--- DATA TO PROCESS ---
=======

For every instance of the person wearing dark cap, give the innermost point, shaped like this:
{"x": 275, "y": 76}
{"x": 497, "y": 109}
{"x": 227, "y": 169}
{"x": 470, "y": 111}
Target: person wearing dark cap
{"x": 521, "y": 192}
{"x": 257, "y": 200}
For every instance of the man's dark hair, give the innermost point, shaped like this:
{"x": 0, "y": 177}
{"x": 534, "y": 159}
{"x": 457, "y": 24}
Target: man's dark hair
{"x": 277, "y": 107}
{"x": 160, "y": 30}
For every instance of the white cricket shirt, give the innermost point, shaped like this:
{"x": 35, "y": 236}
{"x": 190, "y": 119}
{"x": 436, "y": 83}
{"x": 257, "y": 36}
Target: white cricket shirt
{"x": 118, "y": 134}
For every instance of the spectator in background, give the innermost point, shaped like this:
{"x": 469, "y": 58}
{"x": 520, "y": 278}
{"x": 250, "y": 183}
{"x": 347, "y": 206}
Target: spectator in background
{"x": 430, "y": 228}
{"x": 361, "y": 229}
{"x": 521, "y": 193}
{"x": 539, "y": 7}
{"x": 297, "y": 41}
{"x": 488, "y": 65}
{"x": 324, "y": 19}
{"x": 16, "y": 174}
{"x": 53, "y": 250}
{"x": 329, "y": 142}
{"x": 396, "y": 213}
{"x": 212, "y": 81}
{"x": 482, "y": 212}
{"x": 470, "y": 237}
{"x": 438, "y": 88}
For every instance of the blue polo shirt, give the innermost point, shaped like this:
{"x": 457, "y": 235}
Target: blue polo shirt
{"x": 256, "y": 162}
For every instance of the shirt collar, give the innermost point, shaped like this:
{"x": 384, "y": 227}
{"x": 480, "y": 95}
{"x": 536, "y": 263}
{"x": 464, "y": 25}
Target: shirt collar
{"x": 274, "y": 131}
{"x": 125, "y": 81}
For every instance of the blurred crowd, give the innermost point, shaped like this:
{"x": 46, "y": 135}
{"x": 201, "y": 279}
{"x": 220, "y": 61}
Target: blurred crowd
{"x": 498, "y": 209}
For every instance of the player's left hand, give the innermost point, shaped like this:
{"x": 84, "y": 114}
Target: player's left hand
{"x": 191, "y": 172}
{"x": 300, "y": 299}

=======

Your task is to output the full set of records exactly as presented.

For every instance of the person wearing dark cap, give the innermost point, shaped like this:
{"x": 275, "y": 76}
{"x": 497, "y": 109}
{"x": 227, "y": 169}
{"x": 470, "y": 111}
Target: person wearing dark cap
{"x": 521, "y": 192}
{"x": 257, "y": 200}
For every instance of the man's dark hair, give the innermost point, shaped like this:
{"x": 0, "y": 177}
{"x": 534, "y": 159}
{"x": 457, "y": 24}
Target: man's dark hair
{"x": 277, "y": 107}
{"x": 160, "y": 30}
For every instance of the white cricket shirt, give the innermost point, shaped like this:
{"x": 35, "y": 236}
{"x": 190, "y": 119}
{"x": 436, "y": 83}
{"x": 257, "y": 36}
Target: white cricket shirt
{"x": 118, "y": 134}
For every instance of the spectator in background, give the innermost point, shaped like this:
{"x": 469, "y": 58}
{"x": 520, "y": 278}
{"x": 250, "y": 183}
{"x": 347, "y": 206}
Target: spectator in background
{"x": 430, "y": 228}
{"x": 361, "y": 229}
{"x": 521, "y": 193}
{"x": 539, "y": 7}
{"x": 297, "y": 41}
{"x": 488, "y": 65}
{"x": 324, "y": 19}
{"x": 16, "y": 174}
{"x": 53, "y": 250}
{"x": 329, "y": 142}
{"x": 396, "y": 213}
{"x": 212, "y": 81}
{"x": 482, "y": 212}
{"x": 470, "y": 237}
{"x": 438, "y": 88}
For every instance of the blue polo shirt, give the innermost point, shaped like this:
{"x": 457, "y": 235}
Target: blue polo shirt
{"x": 256, "y": 162}
For every instance of the shirt collar, give the innermost point, shaped like this:
{"x": 384, "y": 227}
{"x": 480, "y": 95}
{"x": 536, "y": 263}
{"x": 464, "y": 25}
Target: shirt collar
{"x": 274, "y": 131}
{"x": 125, "y": 81}
For every instance of the blurred crowd, give the innermost point, shaped like this:
{"x": 46, "y": 135}
{"x": 201, "y": 279}
{"x": 220, "y": 61}
Target: blurred crowd
{"x": 498, "y": 209}
For every instance of the player's left hand, give the innermost point, shaped like this:
{"x": 84, "y": 114}
Target: player's left hand
{"x": 191, "y": 172}
{"x": 300, "y": 299}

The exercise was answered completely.